- _Source text_:
-- Start --
Mississippi State had a chance to end the streak a year ago, to cut it short before the celebrations and commemorations that defined this season. To halt history in its tracks.

The Bulldogs lost by 60 points. In the Sweet 16. They epitomized a sport without balance.

They found those 60 points somewhere in the intervening year. Well, 12 months and five days. For most of which time the number "60" hung in the team's weight room as a reminder. They made up all 60 points in 40 minutes of regulation in the American Airlines Center.

Then they played five more minutes to find the final two points needed to complete one of the most remarkable year-to-year reversals -- and one of the greatest games -- in tournament history.

William's shot silenced Connecticut. And brought the rest of women's basketball to its feet.

"I feel like we earned respect tonight," said William, whose 13 points this night will be as famous as her 41 in the regional final against Baylor. "You know, people didn't believe in us. But it didn't faze us. We just had to go out there and play. I feel like it showed we're better than what everybody thinks."

The sound that instead rolled through the arena Friday night was one of adrenaline and amazement. It was the product of more than 20,000 people watching a team stand up to Connecticut. Of seeing a team that could so easily have been a valiant loser refuse that, too.

This wasn't a well-place stone from a slingshot felling a giant. Mississippi State had to take down this Goliath by hand. The hard way.

Teaira McCowan, the 6-foot-7 post who took over a Sweet 16 game and who presented a matchup Connecticut didn't have the personnel to counter, picked up her second foul setting a screen before the game was even three minutes old and sat the rest of the first half.

A lead that reached 16 points at one stage evaporated. Mississippi State became the first team this season to both take and lose a double-digit lead against Connecticut.

One shot to win, the shot every team dreams it will get the chance to take against Connecticut, went for naught at the end of regulation, William blocked by Gabby Williams in the closing seconds with the score tied.

Victoria Vivians, Mississippi State's leading scorer in this game with 19 points and the person who hit the late 3-pointer in regulation that ultimately got her team to overtime, fouled out a minute into the extra period.

"We understood people were saying it wasn't possible for anybody to do it, except for Baylor or South Carolina. But just because we don't have any All-Americans doesn't mean that we don't have heart or we don't have the tenacity to make it happen."
-- End --
- _Record excerpts_:
-- Start --
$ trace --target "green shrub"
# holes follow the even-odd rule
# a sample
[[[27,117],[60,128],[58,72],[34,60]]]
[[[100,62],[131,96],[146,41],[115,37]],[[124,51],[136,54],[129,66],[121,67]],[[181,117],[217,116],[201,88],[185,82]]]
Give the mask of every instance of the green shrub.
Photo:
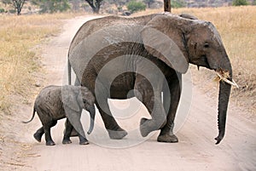
[[[233,0],[233,6],[248,5],[247,0]]]
[[[127,3],[127,9],[131,11],[131,13],[146,10],[146,4],[143,2],[137,2],[135,0],[132,0]]]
-- End --
- _What is asked_:
• 1. Translate this sentence from the game report into Spanish: "Mississippi State had to take down this Goliath by hand."
• 2. Reproduce the game report word for word, everything from "The sound that" down to "the first half.".
Work only from the game report, with no outside knowledge.

- _Outputs for the tasks_:
• 1. Mississippi State tuvo que derribar a este Goliat con sus propias manos.

• 2.
The sound that instead rolled through the arena Friday night was one of adrenaline and amazement. It was the product of more than 20,000 people watching a team stand up to Connecticut. Of seeing a team that could so easily have been a valiant loser refuse that, too.

This wasn't a well-place stone from a slingshot felling a giant. Mississippi State had to take down this Goliath by hand. The hard way.

Teaira McCowan, the 6-foot-7 post who took over a Sweet 16 game and who presented a matchup Connecticut didn't have the personnel to counter, picked up her second foul setting a screen before the game was even three minutes old and sat the rest of the first half.